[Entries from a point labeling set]
— Start —

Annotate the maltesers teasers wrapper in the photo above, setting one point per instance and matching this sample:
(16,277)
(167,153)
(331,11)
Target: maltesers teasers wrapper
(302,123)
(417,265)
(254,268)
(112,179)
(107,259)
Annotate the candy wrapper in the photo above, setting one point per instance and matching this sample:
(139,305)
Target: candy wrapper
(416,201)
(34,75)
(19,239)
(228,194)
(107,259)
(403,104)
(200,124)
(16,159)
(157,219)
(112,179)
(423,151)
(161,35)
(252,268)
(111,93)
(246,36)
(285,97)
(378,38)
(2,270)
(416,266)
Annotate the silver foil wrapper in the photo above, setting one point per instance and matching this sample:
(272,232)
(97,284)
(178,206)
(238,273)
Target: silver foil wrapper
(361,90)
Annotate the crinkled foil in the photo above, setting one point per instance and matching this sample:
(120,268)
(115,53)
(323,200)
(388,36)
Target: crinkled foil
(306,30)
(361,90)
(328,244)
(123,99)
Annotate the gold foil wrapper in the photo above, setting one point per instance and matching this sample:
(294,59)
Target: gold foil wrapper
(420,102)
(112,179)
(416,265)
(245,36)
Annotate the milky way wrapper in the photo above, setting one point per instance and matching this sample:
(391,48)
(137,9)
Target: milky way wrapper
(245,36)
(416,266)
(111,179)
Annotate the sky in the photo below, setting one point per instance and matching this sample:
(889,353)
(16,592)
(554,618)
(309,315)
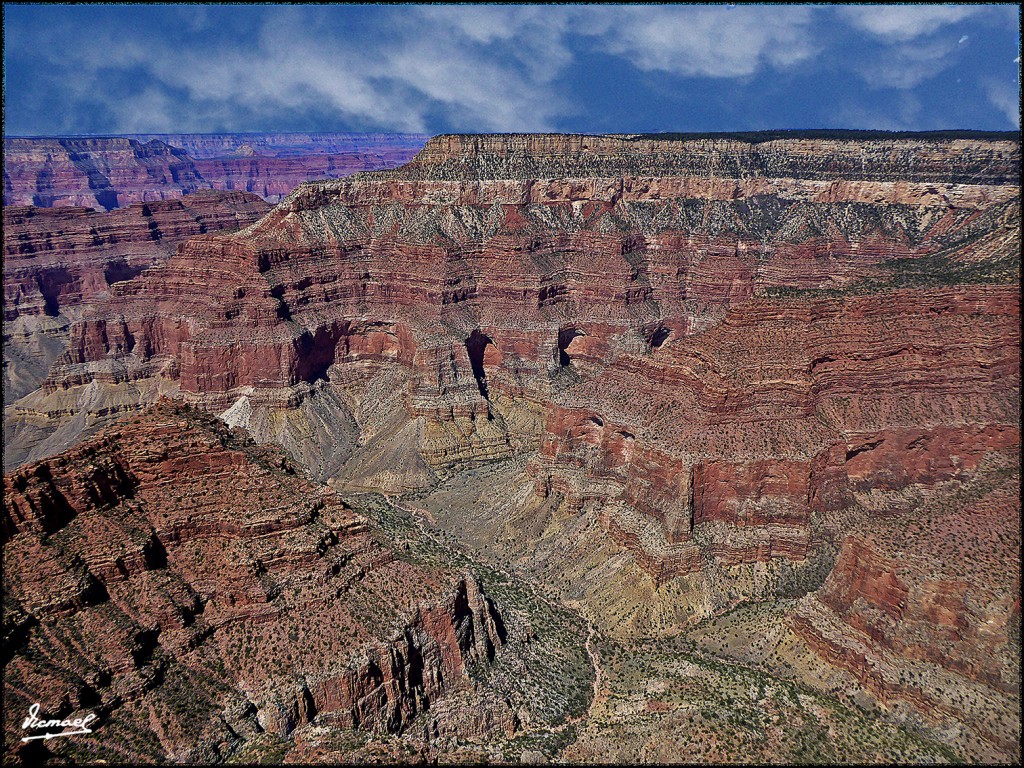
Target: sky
(439,69)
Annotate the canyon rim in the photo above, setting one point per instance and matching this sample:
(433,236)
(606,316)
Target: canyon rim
(509,446)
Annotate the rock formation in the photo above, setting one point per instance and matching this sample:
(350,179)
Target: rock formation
(663,375)
(194,590)
(112,172)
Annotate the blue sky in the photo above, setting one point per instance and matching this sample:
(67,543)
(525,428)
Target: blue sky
(434,69)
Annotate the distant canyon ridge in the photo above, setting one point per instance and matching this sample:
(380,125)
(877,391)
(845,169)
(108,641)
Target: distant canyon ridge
(110,172)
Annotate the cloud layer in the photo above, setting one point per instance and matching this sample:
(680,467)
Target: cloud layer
(507,68)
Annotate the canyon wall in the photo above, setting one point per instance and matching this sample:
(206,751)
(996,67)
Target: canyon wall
(708,371)
(194,591)
(112,172)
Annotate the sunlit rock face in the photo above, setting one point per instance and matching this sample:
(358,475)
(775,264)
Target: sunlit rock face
(109,172)
(663,376)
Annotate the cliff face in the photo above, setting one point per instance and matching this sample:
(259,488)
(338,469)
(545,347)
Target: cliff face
(194,590)
(58,260)
(102,173)
(114,172)
(660,376)
(695,346)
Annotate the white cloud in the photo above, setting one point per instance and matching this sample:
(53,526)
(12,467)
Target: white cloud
(897,23)
(1005,97)
(716,41)
(906,66)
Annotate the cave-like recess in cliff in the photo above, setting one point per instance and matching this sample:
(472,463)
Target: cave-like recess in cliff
(475,346)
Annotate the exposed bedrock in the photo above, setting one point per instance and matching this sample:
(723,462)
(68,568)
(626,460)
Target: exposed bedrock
(110,172)
(704,335)
(171,565)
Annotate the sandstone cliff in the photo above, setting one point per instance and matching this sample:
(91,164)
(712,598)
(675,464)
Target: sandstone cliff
(194,591)
(663,376)
(112,172)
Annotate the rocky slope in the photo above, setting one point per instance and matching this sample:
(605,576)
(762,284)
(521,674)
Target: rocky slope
(196,591)
(58,260)
(113,172)
(663,376)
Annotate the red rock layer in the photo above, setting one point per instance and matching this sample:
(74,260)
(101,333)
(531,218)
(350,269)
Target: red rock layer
(631,315)
(61,257)
(193,589)
(923,603)
(94,172)
(114,172)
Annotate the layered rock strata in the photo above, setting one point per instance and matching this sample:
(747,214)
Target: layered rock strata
(194,590)
(112,172)
(704,347)
(58,260)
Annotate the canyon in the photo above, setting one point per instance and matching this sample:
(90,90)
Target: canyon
(743,408)
(110,172)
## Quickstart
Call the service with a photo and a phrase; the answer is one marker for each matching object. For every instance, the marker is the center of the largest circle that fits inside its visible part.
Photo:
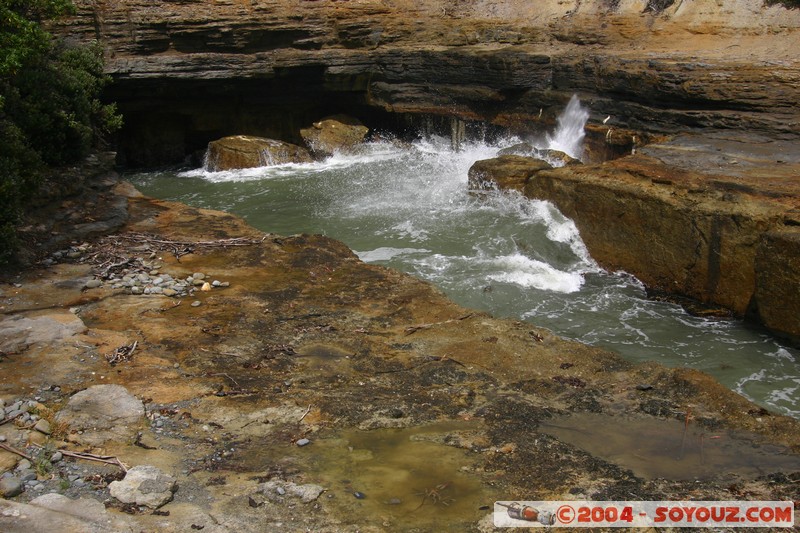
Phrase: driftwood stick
(413, 329)
(16, 451)
(107, 459)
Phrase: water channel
(407, 206)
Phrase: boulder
(242, 151)
(331, 136)
(17, 332)
(505, 172)
(102, 413)
(144, 485)
(55, 512)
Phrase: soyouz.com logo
(643, 514)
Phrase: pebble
(11, 486)
(27, 475)
(43, 426)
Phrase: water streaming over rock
(408, 207)
(568, 136)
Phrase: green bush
(50, 108)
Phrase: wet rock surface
(271, 67)
(243, 151)
(417, 413)
(693, 216)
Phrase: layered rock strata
(194, 72)
(311, 345)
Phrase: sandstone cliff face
(195, 71)
(190, 72)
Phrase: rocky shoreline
(319, 392)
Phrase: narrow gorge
(217, 334)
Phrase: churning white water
(408, 207)
(569, 134)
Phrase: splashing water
(568, 136)
(408, 207)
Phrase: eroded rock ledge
(712, 217)
(309, 345)
(187, 73)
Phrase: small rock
(11, 486)
(306, 493)
(27, 475)
(256, 500)
(43, 426)
(144, 485)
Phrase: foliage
(50, 108)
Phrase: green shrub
(50, 108)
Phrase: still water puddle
(654, 448)
(400, 478)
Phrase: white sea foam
(526, 272)
(568, 136)
(385, 253)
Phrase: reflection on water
(400, 479)
(408, 207)
(670, 449)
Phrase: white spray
(569, 134)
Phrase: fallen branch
(107, 459)
(11, 449)
(413, 329)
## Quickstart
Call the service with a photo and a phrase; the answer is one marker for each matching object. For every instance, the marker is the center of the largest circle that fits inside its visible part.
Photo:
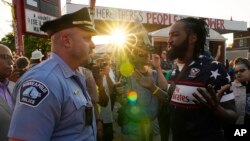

— End —

Offset each x and y coordinate in the answer points by 144, then rewrite the stretch from the line containing "Phrase: narrow gorge" through the end of the entries with the requests included and the pictures left out.

Phrase: narrow gorge
(361, 478)
Phrase: churning white water
(552, 351)
(713, 278)
Phrase: splashing water
(712, 280)
(552, 351)
Phrase: eroded rock ledge
(856, 361)
(453, 489)
(331, 217)
Phrase: small rock
(155, 630)
(450, 637)
(171, 619)
(400, 644)
(187, 570)
(288, 629)
Phrase: foliage
(194, 252)
Phrase: green shrub
(194, 252)
Phrase: still water puddle
(798, 592)
(544, 622)
Phrase: white sea foam
(670, 416)
(712, 280)
(529, 397)
Phrase: reflection on water
(544, 623)
(552, 351)
(814, 593)
Phrase: white spray
(713, 278)
Phrase: fallen branch
(251, 603)
(155, 593)
(557, 473)
## Quickstart
Call the service with a photo and a phrase; the answer is one marker for each matching object. For every instance, the marker is the center of the largest circle that fits inside its visible part.
Photo:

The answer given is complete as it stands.